Required action: Extract every line of the material that holds the string "shorts".

Given records:

= = =

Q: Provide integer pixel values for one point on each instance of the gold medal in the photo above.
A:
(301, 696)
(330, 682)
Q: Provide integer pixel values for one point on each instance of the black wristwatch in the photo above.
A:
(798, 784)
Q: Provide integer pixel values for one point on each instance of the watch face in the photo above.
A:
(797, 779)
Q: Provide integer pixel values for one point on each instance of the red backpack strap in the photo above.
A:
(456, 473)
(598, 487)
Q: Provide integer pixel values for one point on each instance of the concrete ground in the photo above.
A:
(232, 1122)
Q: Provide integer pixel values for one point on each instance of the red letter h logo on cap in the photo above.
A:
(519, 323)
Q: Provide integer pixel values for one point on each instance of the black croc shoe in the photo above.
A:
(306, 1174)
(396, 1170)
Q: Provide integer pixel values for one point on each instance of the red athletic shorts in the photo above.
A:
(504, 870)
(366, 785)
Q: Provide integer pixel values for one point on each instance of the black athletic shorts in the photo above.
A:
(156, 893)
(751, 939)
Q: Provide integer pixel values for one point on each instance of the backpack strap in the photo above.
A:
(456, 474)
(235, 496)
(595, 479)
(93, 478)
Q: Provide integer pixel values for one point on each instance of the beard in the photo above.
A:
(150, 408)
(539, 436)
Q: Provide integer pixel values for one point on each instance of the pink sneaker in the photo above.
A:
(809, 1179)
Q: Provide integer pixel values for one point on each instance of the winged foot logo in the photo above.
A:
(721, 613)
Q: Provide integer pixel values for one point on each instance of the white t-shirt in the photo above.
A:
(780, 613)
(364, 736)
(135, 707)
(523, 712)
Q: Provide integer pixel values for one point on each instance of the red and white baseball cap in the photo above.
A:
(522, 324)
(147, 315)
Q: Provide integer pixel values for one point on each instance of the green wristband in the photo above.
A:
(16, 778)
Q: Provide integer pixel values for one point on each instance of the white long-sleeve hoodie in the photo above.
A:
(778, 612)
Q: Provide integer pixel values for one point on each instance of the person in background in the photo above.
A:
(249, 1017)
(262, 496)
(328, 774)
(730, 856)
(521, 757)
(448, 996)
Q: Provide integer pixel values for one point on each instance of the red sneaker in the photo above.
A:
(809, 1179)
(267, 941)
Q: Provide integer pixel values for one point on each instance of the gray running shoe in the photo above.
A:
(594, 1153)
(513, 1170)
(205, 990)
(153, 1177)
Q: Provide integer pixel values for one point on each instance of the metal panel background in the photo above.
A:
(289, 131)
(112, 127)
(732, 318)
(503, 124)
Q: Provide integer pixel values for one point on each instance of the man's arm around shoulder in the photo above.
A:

= = =

Solution to this problem:
Q: Provide integer pixel values for one point on each instance of the red athletic shorts in the photo above.
Q: Provide integer pixel values for one point on each instance of the black athletic shorts in the photo above.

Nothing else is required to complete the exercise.